* Article:
◇ ◇ ◇ ◇ ◇ ◇ ◇
207-noncomplex-fits (#244)

Co-authored-by: Dominik Demuth <dominik.demuth@physik.tu-darmstadt.de>
Reviewed-on: #244

closes #207

src/gui_qt/main/management.py

@@ -503,11 +503,25 @@ class UpperManagement(QtCore.QObject):
                         we = we_option
 
                     if m_complex is None or m_complex == 1:
+                        # model is not complex: m_complex = None
+                        # model is complex, fit real part: m_complex = 1
                         _y = data_i.y.real
-                    elif m_complex == 2 and np.iscomplexobj(data_i.y):
-                        _y = data_i.y.imag
+                        data_complex = 1
+                    elif m_complex == 2:
+                        # model is complex, fit imag part: m_complex = 2
+                        if np.iscomplexobj(data_i.y):
+                            # data is complex, use imag part
+                            _y = data_i.y.imag
+                            data_complex = 2
+                        else:
+                            # data is real
+                            _y = data_i.y
+                            data_complex = 1
                     else:
+                        # model is complex, fit complex: m_complex = 0
+                        # use data as given (complex or not)
◇ ◇ ◇ ◇ ◇ ◇ ◇
* Task brief: Copy the commit diff on noncomplex fits in full, character for character. The listing is separate from the commit diff.

* Data section:
◇ ◇ ◇ ◇ ◇ ◇ ◇
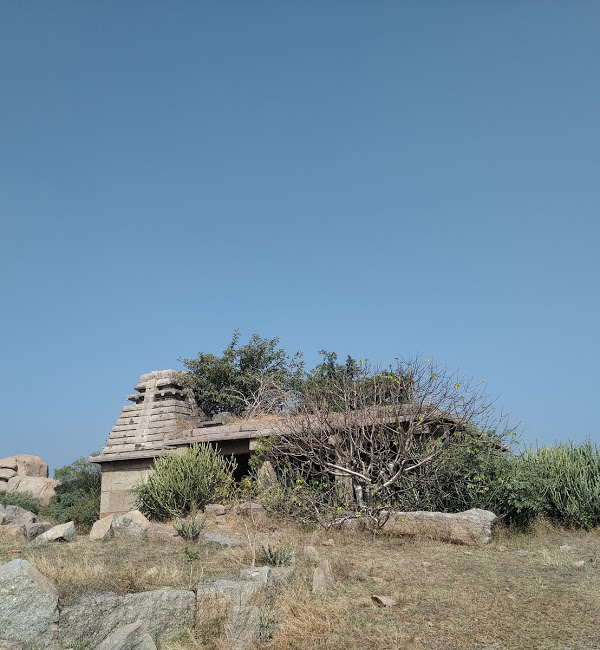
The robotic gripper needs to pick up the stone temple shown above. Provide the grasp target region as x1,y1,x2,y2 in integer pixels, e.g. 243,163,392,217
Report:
90,370,274,517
◇ ◇ ◇ ◇ ◇ ◇ ◇
* Full solution:
207-noncomplex-fits (#244)

Co-authored-by: Dominik Demuth <dominik.demuth@physik.tu-darmstadt.de>
Reviewed-on: #244

closes #207

src/gui_qt/main/management.py

@@ -503,11 +503,25 @@ class UpperManagement(QtCore.QObject):
                         we = we_option
 
                     if m_complex is None or m_complex == 1:
+                        # model is not complex: m_complex = None
+                        # model is complex, fit real part: m_complex = 1
                         _y = data_i.y.real
-                    elif m_complex == 2 and np.iscomplexobj(data_i.y):
-                        _y = data_i.y.imag
+                        data_complex = 1
+                    elif m_complex == 2:
+                        # model is complex, fit imag part: m_complex = 2
+                        if np.iscomplexobj(data_i.y):
+                            # data is complex, use imag part
+                            _y = data_i.y.imag
+                            data_complex = 2
+                        else:
+                            # data is real
+                            _y = data_i.y
+                            data_complex = 1
                     else:
+                        # model is complex, fit complex: m_complex = 0
+                        # use data as given (complex or not)